• Given data:
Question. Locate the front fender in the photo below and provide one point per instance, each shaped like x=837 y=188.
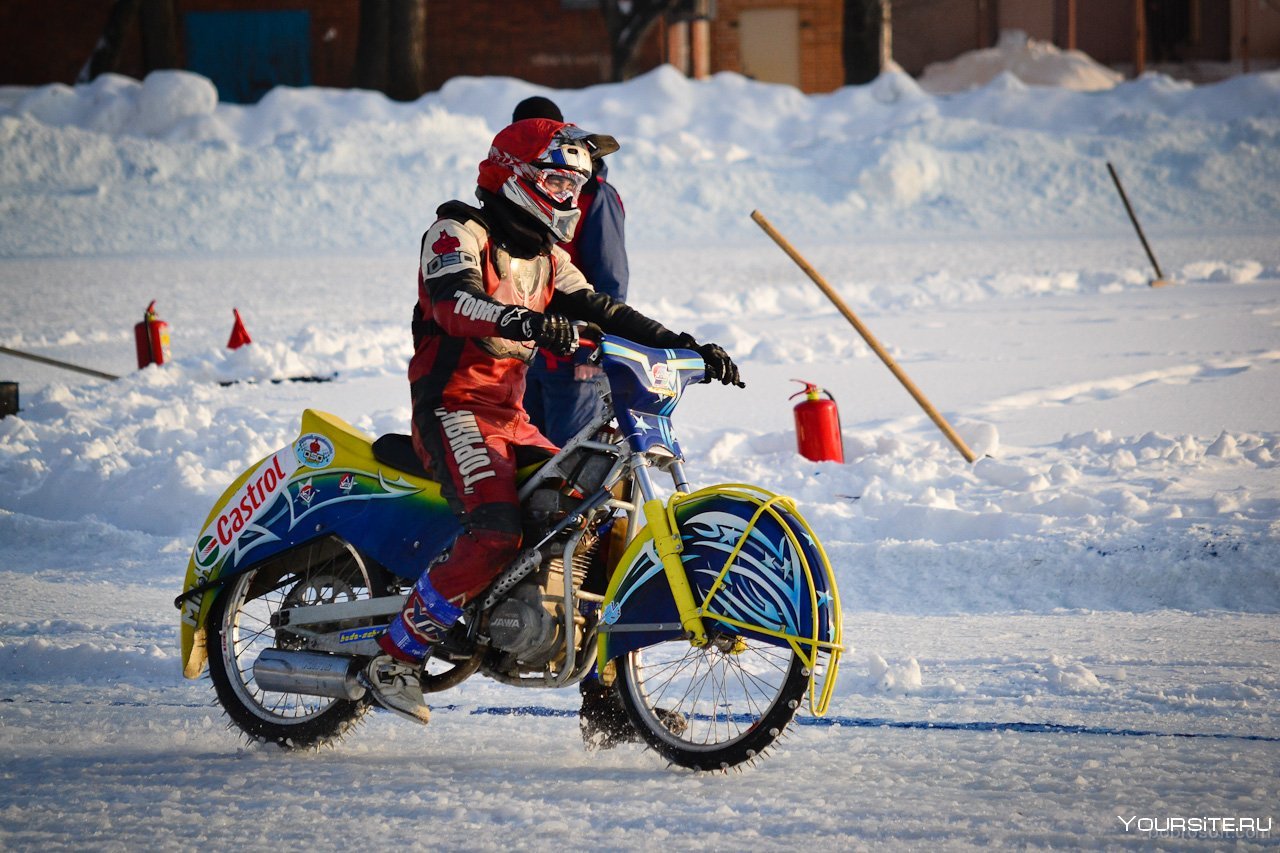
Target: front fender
x=755 y=568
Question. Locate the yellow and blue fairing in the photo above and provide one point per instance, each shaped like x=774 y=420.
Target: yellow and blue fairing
x=323 y=484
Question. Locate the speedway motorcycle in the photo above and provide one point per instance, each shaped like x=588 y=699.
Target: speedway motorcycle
x=713 y=612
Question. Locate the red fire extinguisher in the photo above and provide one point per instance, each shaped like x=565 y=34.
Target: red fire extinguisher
x=152 y=338
x=818 y=425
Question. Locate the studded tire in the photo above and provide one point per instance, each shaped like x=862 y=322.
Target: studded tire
x=716 y=707
x=240 y=629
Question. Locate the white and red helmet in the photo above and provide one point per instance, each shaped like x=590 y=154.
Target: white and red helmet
x=540 y=165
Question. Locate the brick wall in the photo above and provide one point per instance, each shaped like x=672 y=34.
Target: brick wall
x=822 y=65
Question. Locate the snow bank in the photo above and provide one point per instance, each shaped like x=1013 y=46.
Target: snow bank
x=1036 y=63
x=119 y=167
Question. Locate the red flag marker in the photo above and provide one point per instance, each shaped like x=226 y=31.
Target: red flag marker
x=240 y=336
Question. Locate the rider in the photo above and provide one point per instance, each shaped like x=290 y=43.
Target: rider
x=493 y=287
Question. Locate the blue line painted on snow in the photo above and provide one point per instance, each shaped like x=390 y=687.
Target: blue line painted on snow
x=872 y=723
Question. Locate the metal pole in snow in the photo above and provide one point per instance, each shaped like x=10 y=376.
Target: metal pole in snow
x=867 y=336
x=55 y=363
x=1160 y=277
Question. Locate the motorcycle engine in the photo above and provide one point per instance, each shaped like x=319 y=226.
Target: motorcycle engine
x=521 y=626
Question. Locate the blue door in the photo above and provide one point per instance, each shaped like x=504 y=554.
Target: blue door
x=248 y=53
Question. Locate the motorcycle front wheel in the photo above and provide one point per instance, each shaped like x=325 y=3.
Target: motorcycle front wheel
x=240 y=629
x=712 y=707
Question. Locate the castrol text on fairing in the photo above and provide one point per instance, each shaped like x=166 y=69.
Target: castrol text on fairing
x=251 y=501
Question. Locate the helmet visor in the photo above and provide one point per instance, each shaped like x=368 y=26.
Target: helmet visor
x=560 y=185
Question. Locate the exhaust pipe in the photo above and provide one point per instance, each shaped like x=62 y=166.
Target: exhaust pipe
x=310 y=673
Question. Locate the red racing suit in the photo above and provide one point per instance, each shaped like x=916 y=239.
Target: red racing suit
x=467 y=381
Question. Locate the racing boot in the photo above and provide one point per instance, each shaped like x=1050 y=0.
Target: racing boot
x=397 y=685
x=394 y=678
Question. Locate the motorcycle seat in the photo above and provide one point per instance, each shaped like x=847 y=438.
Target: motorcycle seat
x=398 y=452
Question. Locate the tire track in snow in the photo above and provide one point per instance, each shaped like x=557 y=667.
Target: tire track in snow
x=823 y=723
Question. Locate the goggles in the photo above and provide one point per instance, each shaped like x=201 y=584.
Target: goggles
x=560 y=185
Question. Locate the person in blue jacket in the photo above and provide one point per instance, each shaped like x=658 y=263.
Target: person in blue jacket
x=561 y=393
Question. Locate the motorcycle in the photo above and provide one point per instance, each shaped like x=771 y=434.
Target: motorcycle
x=713 y=615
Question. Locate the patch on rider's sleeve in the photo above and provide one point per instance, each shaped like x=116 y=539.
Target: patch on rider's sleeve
x=449 y=249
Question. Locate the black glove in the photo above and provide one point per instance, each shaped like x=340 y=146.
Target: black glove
x=554 y=333
x=718 y=364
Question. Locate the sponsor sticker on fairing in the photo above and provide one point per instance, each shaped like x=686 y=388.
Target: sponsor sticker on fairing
x=663 y=379
x=250 y=502
x=314 y=450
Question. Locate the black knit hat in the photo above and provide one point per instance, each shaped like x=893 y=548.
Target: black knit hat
x=536 y=106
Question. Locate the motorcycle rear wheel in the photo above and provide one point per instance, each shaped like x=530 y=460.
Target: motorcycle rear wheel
x=713 y=707
x=240 y=629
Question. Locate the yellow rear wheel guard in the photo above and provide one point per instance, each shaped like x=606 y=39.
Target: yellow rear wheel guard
x=821 y=657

• Problem details: Which lines above run from the one containing "Question. Locate the motorcycle in" down to the one containing "Question. Locate the black glove"? Repeat exactly those, both ends included, and nothing else.

• Response:
Question. Locate the motorcycle in the photo above and provide one point per instance, each shaped like x=771 y=434.
Target: motorcycle
x=713 y=615
Question. Locate the patch on rider's sleeve in the photo above and provide one point per instance, each shaped like x=116 y=539.
Target: patch on rider's sleeve
x=449 y=249
Question. Locate the black glove in the photo above and provide one point per instance, each shaped like x=340 y=146.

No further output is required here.